REQUIREMENT |
Count the lines in the listing below that contain the string "altar". Reply with only the number.

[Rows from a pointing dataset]

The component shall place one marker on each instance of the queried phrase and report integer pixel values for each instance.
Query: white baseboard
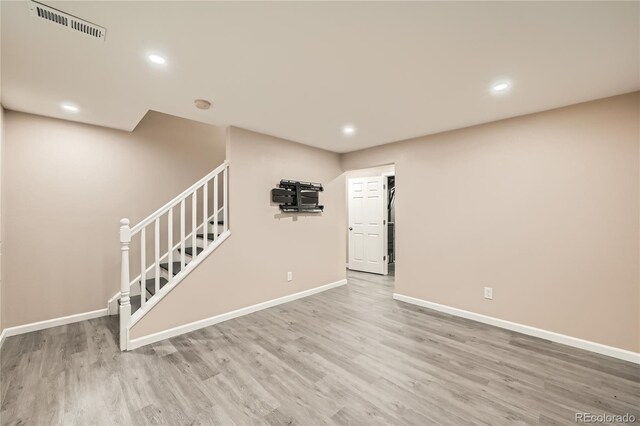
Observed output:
(55, 322)
(186, 328)
(525, 329)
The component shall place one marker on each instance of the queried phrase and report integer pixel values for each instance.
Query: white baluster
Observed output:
(225, 199)
(143, 266)
(182, 235)
(205, 215)
(125, 302)
(194, 219)
(170, 240)
(157, 255)
(215, 207)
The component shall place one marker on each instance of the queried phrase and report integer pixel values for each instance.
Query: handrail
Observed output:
(184, 194)
(127, 233)
(176, 246)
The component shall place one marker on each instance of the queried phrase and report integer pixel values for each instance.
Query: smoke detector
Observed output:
(202, 104)
(73, 23)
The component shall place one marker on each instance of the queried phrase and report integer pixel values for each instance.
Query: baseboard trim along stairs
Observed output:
(196, 325)
(54, 322)
(575, 342)
(194, 223)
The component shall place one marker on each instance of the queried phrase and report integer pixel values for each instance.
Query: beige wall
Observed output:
(544, 208)
(252, 265)
(1, 222)
(66, 185)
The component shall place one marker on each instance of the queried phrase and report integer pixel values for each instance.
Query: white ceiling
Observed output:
(302, 70)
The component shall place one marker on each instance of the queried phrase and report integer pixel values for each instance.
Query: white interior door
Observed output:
(367, 236)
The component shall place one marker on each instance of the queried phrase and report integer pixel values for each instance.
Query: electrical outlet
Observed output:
(488, 293)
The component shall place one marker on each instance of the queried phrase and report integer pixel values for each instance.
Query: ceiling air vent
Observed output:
(70, 22)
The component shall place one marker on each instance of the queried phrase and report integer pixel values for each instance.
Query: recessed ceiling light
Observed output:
(501, 87)
(157, 59)
(348, 130)
(70, 108)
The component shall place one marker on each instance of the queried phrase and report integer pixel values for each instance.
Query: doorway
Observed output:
(371, 221)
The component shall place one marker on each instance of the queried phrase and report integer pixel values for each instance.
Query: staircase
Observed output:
(169, 254)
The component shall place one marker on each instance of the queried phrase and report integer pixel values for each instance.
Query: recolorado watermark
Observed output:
(605, 418)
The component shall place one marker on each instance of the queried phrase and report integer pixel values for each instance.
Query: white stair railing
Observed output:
(139, 231)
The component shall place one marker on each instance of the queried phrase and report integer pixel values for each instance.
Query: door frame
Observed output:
(386, 175)
(385, 226)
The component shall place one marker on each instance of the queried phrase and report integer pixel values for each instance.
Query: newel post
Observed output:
(125, 303)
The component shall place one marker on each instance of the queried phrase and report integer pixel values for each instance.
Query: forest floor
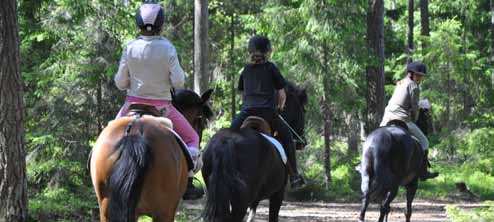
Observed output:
(423, 210)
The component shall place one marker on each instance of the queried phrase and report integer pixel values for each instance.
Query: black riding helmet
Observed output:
(150, 17)
(259, 44)
(417, 68)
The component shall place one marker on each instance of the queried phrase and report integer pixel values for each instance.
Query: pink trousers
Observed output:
(180, 124)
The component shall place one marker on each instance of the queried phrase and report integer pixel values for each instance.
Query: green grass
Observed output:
(485, 214)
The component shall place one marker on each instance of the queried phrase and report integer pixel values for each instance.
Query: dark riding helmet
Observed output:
(259, 44)
(150, 17)
(417, 68)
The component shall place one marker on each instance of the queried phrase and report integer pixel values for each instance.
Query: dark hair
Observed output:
(259, 43)
(153, 10)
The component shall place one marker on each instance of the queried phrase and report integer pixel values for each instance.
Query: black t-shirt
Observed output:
(259, 84)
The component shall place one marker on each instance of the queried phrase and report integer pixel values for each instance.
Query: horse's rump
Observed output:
(128, 155)
(390, 158)
(240, 166)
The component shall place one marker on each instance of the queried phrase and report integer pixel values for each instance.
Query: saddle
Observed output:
(144, 109)
(263, 127)
(257, 123)
(147, 109)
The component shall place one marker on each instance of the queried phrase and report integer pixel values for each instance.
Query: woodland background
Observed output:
(70, 51)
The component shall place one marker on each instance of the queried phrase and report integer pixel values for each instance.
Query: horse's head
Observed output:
(424, 122)
(296, 99)
(194, 108)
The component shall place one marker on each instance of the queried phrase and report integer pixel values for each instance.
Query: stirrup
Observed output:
(192, 192)
(429, 175)
(297, 182)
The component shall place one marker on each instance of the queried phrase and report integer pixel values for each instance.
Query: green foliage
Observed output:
(473, 165)
(482, 214)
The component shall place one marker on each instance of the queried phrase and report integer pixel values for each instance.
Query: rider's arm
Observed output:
(279, 84)
(177, 75)
(122, 79)
(414, 100)
(282, 99)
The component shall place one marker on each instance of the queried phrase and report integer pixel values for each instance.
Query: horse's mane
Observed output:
(184, 99)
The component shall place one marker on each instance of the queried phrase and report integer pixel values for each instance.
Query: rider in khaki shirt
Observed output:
(404, 106)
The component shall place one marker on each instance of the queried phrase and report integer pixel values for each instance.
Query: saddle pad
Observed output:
(278, 146)
(167, 123)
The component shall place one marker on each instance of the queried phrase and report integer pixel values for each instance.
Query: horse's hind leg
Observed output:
(167, 214)
(252, 211)
(103, 209)
(385, 208)
(275, 202)
(411, 190)
(238, 212)
(365, 185)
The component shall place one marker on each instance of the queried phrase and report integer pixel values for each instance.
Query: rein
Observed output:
(298, 137)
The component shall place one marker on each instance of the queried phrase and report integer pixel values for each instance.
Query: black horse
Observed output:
(241, 168)
(392, 158)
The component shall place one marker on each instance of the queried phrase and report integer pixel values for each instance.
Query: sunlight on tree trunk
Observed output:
(410, 30)
(13, 183)
(375, 70)
(201, 46)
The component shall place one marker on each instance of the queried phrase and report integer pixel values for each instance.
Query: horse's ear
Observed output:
(206, 95)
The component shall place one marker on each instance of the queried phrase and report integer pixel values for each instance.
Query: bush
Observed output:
(478, 214)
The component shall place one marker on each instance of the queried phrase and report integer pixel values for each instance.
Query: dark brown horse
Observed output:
(241, 168)
(392, 158)
(138, 166)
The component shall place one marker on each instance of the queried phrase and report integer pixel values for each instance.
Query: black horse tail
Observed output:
(223, 181)
(127, 175)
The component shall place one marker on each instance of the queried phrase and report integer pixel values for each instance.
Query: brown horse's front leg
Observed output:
(103, 209)
(411, 190)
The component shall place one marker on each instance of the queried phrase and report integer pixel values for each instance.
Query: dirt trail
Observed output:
(423, 211)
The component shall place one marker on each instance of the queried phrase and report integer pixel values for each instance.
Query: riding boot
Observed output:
(425, 174)
(192, 192)
(296, 180)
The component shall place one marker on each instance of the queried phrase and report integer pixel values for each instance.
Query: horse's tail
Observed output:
(126, 179)
(224, 179)
(382, 182)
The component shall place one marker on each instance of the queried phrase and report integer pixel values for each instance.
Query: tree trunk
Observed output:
(492, 31)
(201, 47)
(13, 184)
(327, 117)
(232, 63)
(353, 133)
(424, 20)
(410, 29)
(375, 69)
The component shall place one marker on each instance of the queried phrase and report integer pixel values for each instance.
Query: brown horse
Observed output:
(138, 166)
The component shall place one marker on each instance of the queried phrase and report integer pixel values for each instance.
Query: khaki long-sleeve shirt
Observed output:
(403, 105)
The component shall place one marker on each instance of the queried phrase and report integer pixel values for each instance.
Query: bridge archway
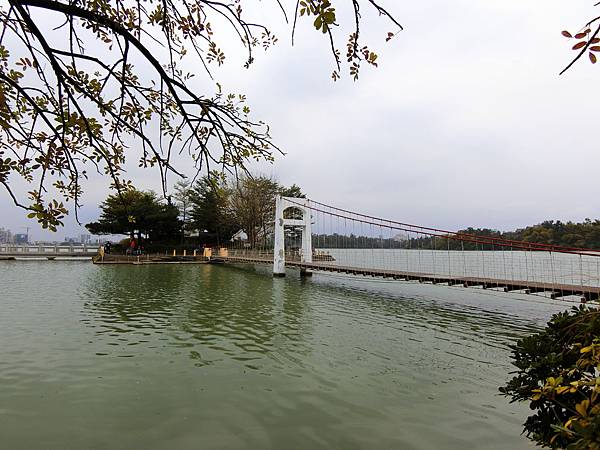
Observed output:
(291, 212)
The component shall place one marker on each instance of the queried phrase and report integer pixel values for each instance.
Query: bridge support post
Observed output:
(300, 204)
(279, 248)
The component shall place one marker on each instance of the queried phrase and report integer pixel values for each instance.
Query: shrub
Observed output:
(559, 374)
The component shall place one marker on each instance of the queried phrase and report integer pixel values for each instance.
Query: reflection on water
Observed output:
(222, 357)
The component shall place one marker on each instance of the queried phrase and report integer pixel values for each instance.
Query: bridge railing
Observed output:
(45, 249)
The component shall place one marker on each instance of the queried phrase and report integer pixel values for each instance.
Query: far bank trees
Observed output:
(138, 214)
(92, 85)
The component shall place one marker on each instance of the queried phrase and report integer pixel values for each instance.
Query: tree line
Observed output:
(214, 209)
(584, 234)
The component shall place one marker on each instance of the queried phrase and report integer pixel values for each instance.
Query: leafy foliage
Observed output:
(587, 39)
(552, 232)
(138, 213)
(558, 373)
(85, 82)
(224, 206)
(210, 208)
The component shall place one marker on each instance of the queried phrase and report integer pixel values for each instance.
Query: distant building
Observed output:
(21, 238)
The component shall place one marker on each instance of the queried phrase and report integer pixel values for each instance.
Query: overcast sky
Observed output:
(465, 123)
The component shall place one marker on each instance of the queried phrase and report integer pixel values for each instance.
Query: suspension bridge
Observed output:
(313, 236)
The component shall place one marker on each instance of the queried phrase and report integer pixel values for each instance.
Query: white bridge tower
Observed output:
(297, 206)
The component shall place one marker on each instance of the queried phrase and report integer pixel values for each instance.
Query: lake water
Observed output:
(190, 357)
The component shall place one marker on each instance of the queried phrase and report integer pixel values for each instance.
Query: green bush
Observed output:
(559, 374)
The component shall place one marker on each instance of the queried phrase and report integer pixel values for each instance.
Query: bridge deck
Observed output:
(555, 290)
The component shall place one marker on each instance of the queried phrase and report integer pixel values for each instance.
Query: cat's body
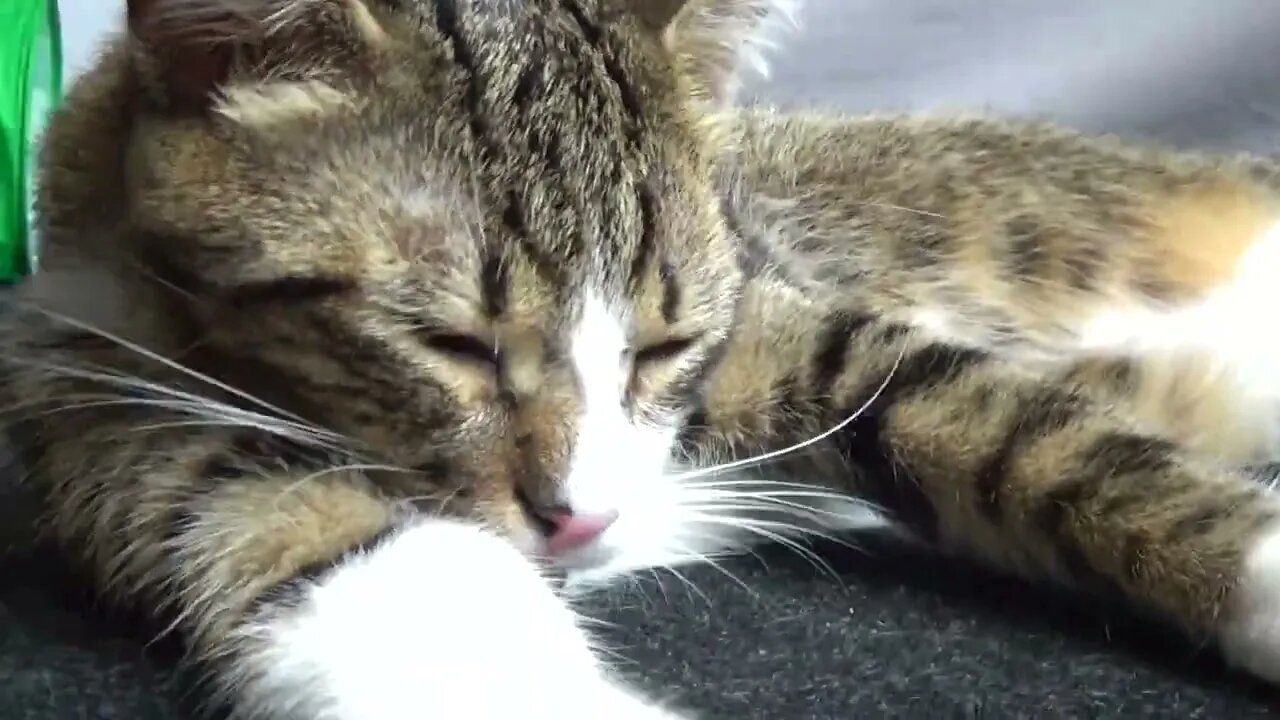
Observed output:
(521, 265)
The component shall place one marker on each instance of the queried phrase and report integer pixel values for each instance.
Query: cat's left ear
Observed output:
(717, 41)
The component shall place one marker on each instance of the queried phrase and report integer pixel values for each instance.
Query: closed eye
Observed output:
(462, 346)
(663, 351)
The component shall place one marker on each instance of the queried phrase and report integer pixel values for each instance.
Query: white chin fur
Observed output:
(624, 465)
(1251, 637)
(424, 627)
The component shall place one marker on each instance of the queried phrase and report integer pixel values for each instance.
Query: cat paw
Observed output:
(1251, 634)
(440, 620)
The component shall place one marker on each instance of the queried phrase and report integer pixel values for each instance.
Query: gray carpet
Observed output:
(892, 634)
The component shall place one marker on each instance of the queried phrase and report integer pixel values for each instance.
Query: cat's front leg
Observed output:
(437, 619)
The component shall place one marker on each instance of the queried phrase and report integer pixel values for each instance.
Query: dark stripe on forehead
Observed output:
(647, 200)
(493, 286)
(597, 37)
(670, 290)
(545, 265)
(289, 288)
(448, 24)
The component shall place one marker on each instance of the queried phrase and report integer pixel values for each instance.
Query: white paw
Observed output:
(1251, 637)
(443, 620)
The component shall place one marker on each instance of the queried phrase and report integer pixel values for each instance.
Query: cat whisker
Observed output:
(172, 364)
(780, 533)
(187, 402)
(777, 454)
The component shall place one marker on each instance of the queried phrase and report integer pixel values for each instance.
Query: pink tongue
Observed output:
(576, 531)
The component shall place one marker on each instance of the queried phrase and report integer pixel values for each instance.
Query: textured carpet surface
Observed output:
(894, 634)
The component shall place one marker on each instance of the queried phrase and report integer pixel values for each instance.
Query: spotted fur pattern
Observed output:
(343, 302)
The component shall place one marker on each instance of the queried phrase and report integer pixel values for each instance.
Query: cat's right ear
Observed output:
(191, 49)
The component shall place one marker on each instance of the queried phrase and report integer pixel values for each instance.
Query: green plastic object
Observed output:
(31, 86)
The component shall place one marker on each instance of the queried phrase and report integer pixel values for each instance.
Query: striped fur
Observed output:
(346, 299)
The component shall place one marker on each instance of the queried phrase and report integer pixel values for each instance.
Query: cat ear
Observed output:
(717, 41)
(190, 49)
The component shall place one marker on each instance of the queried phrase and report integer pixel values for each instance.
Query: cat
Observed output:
(369, 332)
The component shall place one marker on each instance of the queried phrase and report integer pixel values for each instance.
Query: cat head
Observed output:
(481, 238)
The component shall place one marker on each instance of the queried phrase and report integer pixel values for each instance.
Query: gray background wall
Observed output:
(1193, 72)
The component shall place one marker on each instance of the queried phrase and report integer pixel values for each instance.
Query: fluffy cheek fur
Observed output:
(624, 465)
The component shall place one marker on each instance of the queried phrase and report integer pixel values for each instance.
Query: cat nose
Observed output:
(563, 529)
(574, 531)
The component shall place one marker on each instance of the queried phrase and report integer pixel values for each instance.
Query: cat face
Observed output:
(479, 238)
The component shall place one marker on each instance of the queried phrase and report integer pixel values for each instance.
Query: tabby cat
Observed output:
(364, 323)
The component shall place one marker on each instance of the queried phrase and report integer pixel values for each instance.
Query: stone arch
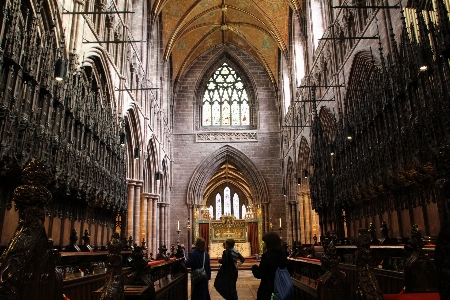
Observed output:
(133, 134)
(209, 166)
(290, 180)
(245, 74)
(151, 167)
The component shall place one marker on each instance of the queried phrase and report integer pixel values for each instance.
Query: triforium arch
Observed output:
(239, 67)
(308, 218)
(209, 166)
(291, 203)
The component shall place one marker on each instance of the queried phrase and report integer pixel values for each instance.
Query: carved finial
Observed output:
(115, 245)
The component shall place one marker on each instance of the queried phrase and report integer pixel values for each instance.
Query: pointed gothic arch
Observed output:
(209, 166)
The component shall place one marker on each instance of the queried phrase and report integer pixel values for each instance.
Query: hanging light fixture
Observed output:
(60, 70)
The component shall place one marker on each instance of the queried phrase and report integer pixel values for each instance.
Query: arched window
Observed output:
(227, 201)
(225, 102)
(211, 212)
(236, 205)
(218, 206)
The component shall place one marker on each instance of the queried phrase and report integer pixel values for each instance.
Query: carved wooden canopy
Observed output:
(191, 27)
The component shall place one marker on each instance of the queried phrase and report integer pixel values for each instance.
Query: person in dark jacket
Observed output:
(273, 258)
(199, 290)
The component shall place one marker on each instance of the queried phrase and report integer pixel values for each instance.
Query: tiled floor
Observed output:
(247, 285)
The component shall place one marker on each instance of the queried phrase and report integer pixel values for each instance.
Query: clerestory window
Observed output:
(225, 102)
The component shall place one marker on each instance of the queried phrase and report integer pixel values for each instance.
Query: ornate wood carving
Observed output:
(420, 272)
(333, 284)
(28, 260)
(113, 288)
(368, 288)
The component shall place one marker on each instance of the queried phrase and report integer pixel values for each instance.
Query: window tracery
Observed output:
(225, 100)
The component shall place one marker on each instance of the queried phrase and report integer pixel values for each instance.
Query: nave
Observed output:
(247, 286)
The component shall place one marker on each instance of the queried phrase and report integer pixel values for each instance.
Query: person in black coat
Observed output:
(273, 258)
(227, 275)
(199, 290)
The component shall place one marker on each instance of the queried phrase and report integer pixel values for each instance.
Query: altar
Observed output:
(246, 234)
(216, 249)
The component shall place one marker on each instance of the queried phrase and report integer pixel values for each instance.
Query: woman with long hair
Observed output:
(198, 258)
(273, 258)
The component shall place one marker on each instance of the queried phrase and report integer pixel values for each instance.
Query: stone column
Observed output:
(296, 222)
(292, 218)
(164, 225)
(144, 218)
(137, 213)
(149, 237)
(160, 225)
(130, 214)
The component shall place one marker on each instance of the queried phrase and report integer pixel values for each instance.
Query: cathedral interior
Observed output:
(130, 125)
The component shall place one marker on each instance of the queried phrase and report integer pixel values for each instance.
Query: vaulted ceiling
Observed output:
(191, 27)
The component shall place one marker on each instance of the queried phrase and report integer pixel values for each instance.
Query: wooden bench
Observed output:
(319, 279)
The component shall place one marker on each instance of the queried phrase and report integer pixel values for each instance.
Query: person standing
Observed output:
(199, 290)
(273, 258)
(236, 255)
(227, 275)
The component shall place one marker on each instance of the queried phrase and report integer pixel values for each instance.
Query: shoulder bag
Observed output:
(200, 273)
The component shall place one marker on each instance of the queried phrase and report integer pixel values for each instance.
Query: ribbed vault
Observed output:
(211, 166)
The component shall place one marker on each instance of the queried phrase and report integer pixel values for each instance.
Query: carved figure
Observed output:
(73, 247)
(333, 284)
(162, 253)
(86, 247)
(373, 235)
(420, 271)
(385, 234)
(368, 288)
(113, 288)
(28, 260)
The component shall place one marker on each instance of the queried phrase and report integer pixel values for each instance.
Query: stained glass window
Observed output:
(218, 206)
(236, 205)
(211, 212)
(225, 102)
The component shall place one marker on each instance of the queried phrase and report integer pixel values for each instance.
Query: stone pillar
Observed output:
(144, 218)
(154, 225)
(149, 228)
(137, 213)
(164, 224)
(296, 222)
(160, 225)
(292, 218)
(130, 214)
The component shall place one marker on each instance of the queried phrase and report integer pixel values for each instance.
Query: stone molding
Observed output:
(226, 136)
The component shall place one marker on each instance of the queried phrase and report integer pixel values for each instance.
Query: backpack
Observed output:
(283, 288)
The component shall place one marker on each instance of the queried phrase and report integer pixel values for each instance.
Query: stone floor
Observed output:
(247, 285)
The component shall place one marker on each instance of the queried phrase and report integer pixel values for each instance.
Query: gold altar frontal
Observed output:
(228, 228)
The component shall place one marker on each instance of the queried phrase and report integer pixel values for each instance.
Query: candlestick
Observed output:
(178, 233)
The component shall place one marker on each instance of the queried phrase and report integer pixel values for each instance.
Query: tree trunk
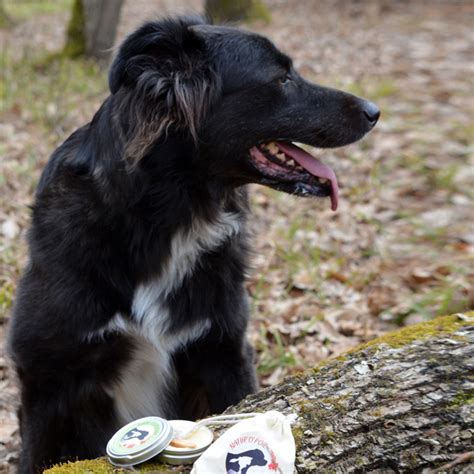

WRITTEN ANSWER |
2